Memory Leak – Microsoft.Reporting.WinForms.LocalReport

Several weeks ago I was asked to assist with a sluggish ASP.NET C# MVC application. This application is an OLTP system and processes several thousand orders a day. It was hosted on a Windows 2012 R2 64bit 16 Core machine. After discussing with the developer, I was told that the application has acceptable levels of performance for a while and then becomes sluggish (this behavior suggests some kind of  a leak). At times, it becomes extremely slow and rebooting the machine solves the problem. The problem exhibits itself more frequently during days when there were above average volumes.

Downloading Process Explorer from SysInternals, I found the w3wp.exe (there were several, but 2 of them stood out). Process Explorer does not display handle information by default. I will probably blog about this separately. There are many articles out there that explain how to look for Handles using Process Explorer. This should get you started. Here is another excellent blog explaining the theoretical limit of handles. It’s a theoretical limit because there are many types of thresholds that an application can reach which causes severe performance degradation.

I knew that we had a potential handle leak. There were also other issues within the application, that were not related to the handle leak. The challenge was to isolate the handle leak versus defects in the program logic, 3rd party hardware behaviors (like non genuine printer cartridges) and various other user errors.  Debugging a live system with several 100 users connected wasn’t happening. We were able to get a 4.5Gb memory dump.

When I moved the memory dump to a machine where I could analyze it, I found that the Production server was running an older version of the .NET Framework. The MS Symbol server wasn’t much help. I ended up copying the complete framework64 folder to the local machine (a different folder, not the Microsoft.NET\Framework folder) and loaded SOS using the .load command.

## What is asked
1) In the memory leak post, what machine hosted the application?
2) Pull out every line of the listing below that contains the string "above". Case counts.

(Image segmentation entries)
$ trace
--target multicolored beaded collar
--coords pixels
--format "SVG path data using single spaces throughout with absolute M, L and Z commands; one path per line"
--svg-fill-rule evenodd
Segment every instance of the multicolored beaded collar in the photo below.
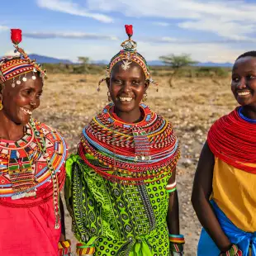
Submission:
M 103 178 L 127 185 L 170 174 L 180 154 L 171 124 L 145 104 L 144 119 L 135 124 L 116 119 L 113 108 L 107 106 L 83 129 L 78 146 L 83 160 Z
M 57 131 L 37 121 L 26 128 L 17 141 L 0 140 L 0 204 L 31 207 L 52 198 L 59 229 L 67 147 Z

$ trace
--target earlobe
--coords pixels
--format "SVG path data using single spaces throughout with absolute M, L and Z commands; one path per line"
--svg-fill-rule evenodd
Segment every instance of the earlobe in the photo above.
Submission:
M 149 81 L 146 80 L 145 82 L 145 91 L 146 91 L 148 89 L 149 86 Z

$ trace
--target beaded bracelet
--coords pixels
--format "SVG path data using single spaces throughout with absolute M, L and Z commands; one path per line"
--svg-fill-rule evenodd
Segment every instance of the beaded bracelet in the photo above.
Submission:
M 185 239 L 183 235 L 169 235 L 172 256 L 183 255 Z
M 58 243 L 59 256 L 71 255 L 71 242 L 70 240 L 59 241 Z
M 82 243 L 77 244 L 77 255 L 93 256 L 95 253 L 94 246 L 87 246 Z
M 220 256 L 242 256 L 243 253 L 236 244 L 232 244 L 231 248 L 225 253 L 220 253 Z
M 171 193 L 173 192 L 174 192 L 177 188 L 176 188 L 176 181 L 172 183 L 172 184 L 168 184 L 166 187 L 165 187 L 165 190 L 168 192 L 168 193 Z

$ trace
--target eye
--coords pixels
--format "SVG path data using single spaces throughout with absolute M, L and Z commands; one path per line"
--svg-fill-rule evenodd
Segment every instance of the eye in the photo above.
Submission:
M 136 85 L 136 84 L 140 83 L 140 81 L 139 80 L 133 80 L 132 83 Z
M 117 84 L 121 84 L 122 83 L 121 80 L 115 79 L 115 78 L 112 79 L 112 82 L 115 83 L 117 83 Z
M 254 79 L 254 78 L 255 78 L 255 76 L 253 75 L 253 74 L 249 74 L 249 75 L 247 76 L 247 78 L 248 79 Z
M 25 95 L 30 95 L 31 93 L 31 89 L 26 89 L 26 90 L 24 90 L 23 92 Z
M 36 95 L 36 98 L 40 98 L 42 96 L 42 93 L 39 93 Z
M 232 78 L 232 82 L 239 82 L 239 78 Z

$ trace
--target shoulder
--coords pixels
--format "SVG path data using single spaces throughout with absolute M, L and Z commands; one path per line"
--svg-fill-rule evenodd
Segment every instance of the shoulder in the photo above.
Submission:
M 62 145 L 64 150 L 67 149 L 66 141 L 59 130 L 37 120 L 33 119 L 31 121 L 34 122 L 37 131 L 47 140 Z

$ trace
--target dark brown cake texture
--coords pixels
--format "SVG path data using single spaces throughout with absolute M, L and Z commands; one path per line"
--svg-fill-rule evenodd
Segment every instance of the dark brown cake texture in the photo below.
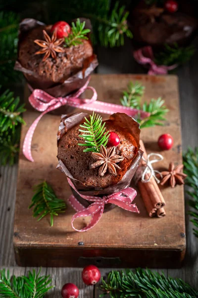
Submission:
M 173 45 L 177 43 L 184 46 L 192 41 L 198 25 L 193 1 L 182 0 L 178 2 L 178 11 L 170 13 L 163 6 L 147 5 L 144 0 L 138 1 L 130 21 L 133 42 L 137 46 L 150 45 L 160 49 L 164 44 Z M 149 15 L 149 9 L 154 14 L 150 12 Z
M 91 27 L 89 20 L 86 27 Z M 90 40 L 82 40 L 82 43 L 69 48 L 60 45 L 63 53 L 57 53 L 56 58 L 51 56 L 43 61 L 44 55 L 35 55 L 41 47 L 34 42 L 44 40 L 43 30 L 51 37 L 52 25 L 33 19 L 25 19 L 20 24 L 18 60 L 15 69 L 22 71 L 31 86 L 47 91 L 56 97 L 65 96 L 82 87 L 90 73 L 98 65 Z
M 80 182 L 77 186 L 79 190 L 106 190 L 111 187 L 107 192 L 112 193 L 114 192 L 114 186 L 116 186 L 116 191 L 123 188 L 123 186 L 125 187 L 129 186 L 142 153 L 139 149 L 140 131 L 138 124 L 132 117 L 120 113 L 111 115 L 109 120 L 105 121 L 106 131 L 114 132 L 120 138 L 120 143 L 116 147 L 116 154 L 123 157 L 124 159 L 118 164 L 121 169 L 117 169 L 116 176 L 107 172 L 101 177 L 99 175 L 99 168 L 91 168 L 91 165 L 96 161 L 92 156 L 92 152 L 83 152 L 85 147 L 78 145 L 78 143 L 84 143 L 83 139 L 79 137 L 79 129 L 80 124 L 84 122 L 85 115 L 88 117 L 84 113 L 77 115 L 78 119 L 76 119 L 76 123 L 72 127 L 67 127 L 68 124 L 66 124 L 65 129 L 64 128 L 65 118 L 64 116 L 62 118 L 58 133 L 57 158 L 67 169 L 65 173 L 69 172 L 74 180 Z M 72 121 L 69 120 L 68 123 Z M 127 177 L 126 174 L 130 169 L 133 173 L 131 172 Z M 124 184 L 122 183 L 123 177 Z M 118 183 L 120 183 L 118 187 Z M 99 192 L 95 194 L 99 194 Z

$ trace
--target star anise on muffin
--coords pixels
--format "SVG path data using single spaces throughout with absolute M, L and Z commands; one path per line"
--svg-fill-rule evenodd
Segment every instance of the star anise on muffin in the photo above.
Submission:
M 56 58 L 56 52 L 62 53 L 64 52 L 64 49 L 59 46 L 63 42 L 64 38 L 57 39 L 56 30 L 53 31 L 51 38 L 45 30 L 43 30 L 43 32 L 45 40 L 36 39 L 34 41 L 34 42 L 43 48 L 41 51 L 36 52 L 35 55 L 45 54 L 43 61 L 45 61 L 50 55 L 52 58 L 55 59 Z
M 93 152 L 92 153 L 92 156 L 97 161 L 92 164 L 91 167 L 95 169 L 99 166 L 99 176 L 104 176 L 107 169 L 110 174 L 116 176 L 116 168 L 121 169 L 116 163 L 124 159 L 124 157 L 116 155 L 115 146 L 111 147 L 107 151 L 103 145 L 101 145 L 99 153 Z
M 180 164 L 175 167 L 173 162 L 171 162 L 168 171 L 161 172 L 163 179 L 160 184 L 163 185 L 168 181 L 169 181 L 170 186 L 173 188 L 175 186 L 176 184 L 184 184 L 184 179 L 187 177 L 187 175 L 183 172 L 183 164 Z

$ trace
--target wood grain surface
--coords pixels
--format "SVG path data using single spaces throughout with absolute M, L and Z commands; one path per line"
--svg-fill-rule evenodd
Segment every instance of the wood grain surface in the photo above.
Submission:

## Per-task outputs
1) A Windows 2012 R2 64bit 16 Core machine.

2)
Segment every instance of the earlobe in the photo above.
Segment every instance of the beaded bracelet in the photo above.
Segment every instance of the eye in the photo above.
Segment every instance of the shoulder in the photo above.
Segment every instance of the star anise on muffin in the photo above.
Segment every instance of the wood grain surface in the photo above.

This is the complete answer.